- Given instruction A
From the commentary on Matthew 17:22–23, extract the passage between "The Second Vatican" and "1:24; CCC 1521).", inclusive, copying it word for word.

━━━ Document excerpt

Matthew 17:22–23 records Jesus's second prediction of his imminent arrest, execution, and resurrection to his disciples while they were gathered in Galilee. The passage emphasizes Jesus's sovereign awareness of his impending death and divine restoration, using language that fuses messianic authority with sacrificial suffering.
Jesus announces his death calmly in Galilee because the Cross is not an accident—it is his sovereign destination, inseparable from his glory.
"And they were greatly distressed" The disciples' grief is honest and instructive. They heard "they will kill him" but could not yet hold "he will be raised." Luke's parallel (9:45) adds that "the saying was concealed from them so that they should not perceive it." This is not a failure of intelligence but of spiritual preparation. The resurrection was unimaginable — not because they doubted Jesus, but because no one in Second Temple Judaism expected a single individual to be raised ahead of the general resurrection. Their grief is the grief of people who love truly but see incompletely. Matthew records it without condemnation, as a mark of their authentic relationship with Jesus and as a mirror for every reader who has heard the promise of resurrection but still weeps before the tomb.
Catholic tradition reads this passage as far more than a narrative preview of coming events. It is a compressed catechism on the Paschal Mystery.
The Catechism of the Catholic Church teaches that "the Redemption comes to us above all through the blood of the Cross" (CCC 616) and that Christ's suffering was not imposed on him from outside but embraced freely: "he suffered and died out of love" (CCC 607). This second Passion prediction is one of Matthew's primary textual supports for that doctrine of willing self-surrender. Jesus is not a victim of history; he is its Lord, announcing what is to come.
St. John Chrysostom, in his Homilies on Matthew (Homily 58), notes that Jesus repeated the Passion predictions precisely because the disciples needed gradual preparation: "He did not disclose everything at once, lest they be overwhelmed, but little by little he initiated them into the mystery of the Cross." This pastoral pedagogy — revealing saving truth incrementally — reflects how the Church herself hands on faith through catechesis.
St. Thomas Aquinas (Summa Theologiae III, q. 47, a. 1) teaches that Christ's death was simultaneously the work of sinful men (who delivered him up) and the Father's saving plan — without the one canceling the other. The word paradidōmi perfectly holds this double agency.
The Second Vatican Council's Gaudium et Spes (no. 22) reads the Passion predictions as foundational to human dignity: "by his incarnation the Son of God has united himself in some fashion to every human being" — and it is precisely in going through death that he sanctifies human dying. For Catholics, this passage is therefore also the basis of the Church's theology of suffering: united to Christ's freely-offered death, human suffering can become redemptive (cf. Colossians 1:24; CCC 1521).
Contemporary Catholics often live with what the disciples lived with in verse 23: they hear "he will be raised" but feel most the weight of "they will kill him." Illness, grief, spiritual dryness, moral failure — these can make the resurrection feel theoretical and the cross feel overwhelmingly real.
This passage offers a concrete spiritual discipline: pray the second half of the verse. When the Cross is before you, Jesus did not stop at "they will kill him." He always completed the sentence. The Liturgy of the Hours, the Rosary's Sorrowful Mysteries, and even the Eucharist itself — which re-presents the same paradidōmi, the same self-offering — are the Church's structured way of ensuring Catholics hear the whole sentence, every day.

━━━━━━

- Given instruction B
How many lines of the listing below contain the string "white", matching case? Give only the number.

━━━ Records provided

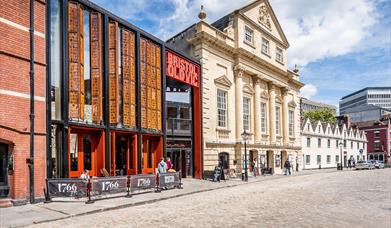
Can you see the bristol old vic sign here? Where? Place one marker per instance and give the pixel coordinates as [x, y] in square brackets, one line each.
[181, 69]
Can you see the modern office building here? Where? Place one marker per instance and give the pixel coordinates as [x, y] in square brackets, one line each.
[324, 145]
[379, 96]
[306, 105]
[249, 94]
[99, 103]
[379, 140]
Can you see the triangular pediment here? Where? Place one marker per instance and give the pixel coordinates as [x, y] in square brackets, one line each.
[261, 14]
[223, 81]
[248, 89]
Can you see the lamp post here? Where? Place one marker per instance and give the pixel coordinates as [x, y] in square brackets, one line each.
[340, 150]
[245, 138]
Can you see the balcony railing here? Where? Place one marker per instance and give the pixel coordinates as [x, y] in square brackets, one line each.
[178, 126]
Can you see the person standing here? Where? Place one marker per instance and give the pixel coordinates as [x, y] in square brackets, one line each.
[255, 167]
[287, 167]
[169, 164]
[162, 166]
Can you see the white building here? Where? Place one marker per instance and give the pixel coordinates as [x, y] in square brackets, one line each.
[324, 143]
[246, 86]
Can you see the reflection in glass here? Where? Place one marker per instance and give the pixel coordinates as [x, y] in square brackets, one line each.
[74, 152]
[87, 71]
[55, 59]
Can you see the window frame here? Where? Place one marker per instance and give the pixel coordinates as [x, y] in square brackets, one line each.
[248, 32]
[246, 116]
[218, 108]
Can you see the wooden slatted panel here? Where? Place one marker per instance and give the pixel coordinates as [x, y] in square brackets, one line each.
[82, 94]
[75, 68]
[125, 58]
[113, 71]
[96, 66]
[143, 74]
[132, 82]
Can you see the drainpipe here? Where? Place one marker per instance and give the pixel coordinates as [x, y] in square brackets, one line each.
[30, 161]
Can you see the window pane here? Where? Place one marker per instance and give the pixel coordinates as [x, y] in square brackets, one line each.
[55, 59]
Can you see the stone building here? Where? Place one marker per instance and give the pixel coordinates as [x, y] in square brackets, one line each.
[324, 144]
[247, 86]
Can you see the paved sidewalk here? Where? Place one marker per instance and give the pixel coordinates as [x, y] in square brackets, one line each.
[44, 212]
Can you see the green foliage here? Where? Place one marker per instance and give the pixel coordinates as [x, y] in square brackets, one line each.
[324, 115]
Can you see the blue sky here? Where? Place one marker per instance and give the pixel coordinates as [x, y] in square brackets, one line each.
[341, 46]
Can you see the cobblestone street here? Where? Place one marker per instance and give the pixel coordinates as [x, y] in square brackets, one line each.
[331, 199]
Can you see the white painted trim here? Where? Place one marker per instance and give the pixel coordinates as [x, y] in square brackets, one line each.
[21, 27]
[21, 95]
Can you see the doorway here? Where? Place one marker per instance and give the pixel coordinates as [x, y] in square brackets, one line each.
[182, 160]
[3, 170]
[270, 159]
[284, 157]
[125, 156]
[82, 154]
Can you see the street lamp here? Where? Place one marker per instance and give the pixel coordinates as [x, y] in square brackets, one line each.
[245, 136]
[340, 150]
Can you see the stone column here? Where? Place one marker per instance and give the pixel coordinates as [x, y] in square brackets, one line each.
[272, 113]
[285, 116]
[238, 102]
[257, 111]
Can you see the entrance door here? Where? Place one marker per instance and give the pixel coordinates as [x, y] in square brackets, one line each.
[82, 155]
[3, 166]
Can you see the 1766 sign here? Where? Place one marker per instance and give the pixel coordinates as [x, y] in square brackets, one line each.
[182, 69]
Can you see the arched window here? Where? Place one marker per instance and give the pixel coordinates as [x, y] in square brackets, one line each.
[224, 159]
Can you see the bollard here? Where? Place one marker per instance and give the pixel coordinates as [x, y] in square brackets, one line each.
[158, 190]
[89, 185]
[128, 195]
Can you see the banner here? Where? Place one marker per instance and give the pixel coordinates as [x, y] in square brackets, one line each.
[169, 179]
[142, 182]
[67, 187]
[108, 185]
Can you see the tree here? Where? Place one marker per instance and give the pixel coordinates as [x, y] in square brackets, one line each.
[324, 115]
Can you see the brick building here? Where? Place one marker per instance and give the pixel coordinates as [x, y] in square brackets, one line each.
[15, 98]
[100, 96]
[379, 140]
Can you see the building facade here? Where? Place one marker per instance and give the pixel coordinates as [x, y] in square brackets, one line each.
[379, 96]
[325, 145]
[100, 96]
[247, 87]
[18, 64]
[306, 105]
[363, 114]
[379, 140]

━━━━━━

- Reply A
The Second Vatican Council's Gaudium et Spes (no. 22) reads the Passion predictions as foundational to human dignity: "by his incarnation the Son of God has united himself in some fashion to every human being" — and it is precisely in going through death that he sanctifies human dying. For Catholics, this passage is therefore also the basis of the Church's theology of suffering: united to Christ's freely-offered death, human suffering can become redemptive (cf. Colossians 1:24; CCC 1521).

- Reply B
2